Variants of this issue are known to affect many modern processors, including certain processors by Intel, AMD and ARM. For a few Intel and AMD CPU models, we have exploits that work against real software. We reported this issue to Intel, AMD and ARM on 2017-06-01 [1].

So far, there are three known variants of the issue:

Variant 1: bounds check bypass (CVE-2017-5753)
Variant 2: branch target injection (CVE-2017-5715)
Variant 3: rogue data cache load (CVE-2017-5754)
Quote:
Originally Posted by Paul Kocher et al. in "Spectre Attacks"
Hardware. We have empirically verified the vulnerability of several Intel processors to Spectre attacks, including Ivy Bridge, Haswell and Skylake based processors. We have also verified the attack’s applicability to AMD Ryzen CPUs. Finally, we have also success fully mounted Spectre attacks on several Samsung and Qualcomm processors (which use an ARM architecture) found in popular mobile phones
So,there are at least three "variants" of the attack, one of which seems to be Intel-specific (for now), but the others apply to AMD and even ARM as well. So this is not even x86-specific.

> _EXERCISE GOAL_: Reproduce verbatim the stretch of the passage on processor attack variants from "Variants of this" through "target injection (CVE-2017-5715)".

> _PROVIDED MATERIAL_:
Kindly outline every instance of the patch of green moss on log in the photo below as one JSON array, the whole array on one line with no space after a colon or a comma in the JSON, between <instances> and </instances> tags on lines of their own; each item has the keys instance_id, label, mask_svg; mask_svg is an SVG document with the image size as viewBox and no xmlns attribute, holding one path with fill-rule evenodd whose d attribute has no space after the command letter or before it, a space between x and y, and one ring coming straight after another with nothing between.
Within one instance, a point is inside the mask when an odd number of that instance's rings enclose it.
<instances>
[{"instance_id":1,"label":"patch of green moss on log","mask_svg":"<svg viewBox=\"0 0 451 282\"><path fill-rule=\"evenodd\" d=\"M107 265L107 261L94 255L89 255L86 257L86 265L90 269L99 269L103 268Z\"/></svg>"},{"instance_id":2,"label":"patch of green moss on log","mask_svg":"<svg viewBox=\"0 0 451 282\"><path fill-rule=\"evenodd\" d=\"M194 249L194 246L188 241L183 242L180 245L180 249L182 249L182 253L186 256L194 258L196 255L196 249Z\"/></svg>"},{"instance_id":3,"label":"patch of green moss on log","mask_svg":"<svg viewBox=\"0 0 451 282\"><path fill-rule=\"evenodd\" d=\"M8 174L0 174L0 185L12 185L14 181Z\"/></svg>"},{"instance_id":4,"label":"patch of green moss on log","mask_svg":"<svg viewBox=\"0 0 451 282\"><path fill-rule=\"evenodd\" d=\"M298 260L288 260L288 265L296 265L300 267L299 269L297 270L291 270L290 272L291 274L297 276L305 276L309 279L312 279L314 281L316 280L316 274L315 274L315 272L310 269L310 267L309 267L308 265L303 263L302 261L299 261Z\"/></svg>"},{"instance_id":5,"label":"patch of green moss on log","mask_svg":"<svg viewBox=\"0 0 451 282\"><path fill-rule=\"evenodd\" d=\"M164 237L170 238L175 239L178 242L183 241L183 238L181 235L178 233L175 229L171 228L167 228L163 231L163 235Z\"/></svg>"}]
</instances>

---

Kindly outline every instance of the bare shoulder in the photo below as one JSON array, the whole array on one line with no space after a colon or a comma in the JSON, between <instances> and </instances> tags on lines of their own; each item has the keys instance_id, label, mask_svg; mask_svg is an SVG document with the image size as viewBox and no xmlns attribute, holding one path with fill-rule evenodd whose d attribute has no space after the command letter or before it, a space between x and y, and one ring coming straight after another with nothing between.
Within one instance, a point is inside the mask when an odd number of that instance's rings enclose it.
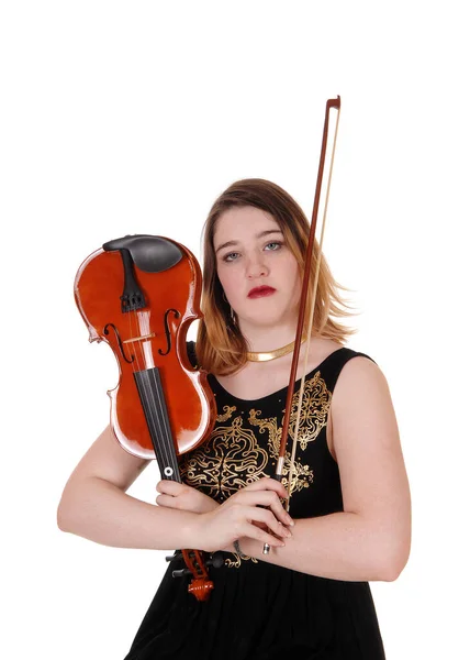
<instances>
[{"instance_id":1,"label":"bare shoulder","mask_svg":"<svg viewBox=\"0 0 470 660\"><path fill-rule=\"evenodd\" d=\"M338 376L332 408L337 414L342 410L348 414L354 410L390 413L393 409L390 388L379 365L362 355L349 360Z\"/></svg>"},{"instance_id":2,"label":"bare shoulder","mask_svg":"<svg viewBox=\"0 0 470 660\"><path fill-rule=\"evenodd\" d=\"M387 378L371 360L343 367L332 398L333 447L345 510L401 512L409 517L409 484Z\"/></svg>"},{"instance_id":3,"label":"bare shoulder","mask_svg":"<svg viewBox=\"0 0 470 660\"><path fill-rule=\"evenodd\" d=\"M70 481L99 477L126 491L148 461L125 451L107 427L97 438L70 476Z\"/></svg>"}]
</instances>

==

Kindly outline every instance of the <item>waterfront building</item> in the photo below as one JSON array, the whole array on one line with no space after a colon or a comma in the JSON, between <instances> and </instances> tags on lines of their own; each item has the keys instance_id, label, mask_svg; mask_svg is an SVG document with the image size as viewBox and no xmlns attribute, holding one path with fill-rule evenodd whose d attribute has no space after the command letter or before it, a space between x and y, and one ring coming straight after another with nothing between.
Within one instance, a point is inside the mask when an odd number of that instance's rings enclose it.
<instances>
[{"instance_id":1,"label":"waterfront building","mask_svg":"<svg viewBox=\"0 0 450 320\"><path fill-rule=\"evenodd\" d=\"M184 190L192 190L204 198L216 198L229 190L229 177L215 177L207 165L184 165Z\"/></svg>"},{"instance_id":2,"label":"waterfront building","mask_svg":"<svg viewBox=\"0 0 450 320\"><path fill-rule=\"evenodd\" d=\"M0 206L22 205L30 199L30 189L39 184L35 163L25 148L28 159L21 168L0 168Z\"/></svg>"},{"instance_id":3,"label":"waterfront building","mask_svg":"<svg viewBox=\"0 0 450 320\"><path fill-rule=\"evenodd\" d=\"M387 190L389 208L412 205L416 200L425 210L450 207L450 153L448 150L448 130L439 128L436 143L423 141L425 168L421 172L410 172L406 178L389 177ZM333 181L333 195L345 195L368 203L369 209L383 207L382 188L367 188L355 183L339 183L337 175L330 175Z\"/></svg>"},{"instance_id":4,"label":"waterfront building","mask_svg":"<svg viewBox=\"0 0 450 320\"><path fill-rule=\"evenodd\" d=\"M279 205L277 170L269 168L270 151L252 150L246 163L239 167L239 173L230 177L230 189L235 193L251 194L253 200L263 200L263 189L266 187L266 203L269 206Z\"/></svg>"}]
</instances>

> _ANSWER TO THE PROBLEM_:
Variants of this issue are known to affect many modern processors, including certain processors by Intel, AMD and ARM. For a few Intel and AMD CPU models, we have exploits that work against real software. We reported this issue to Intel, AMD and ARM on 2017-06-01 [1].

So far, there are three known variants of the issue:

Variant 1: bounds check bypass (CVE-2017-5753)
Variant 2: branch target injection (CVE-2017-5715)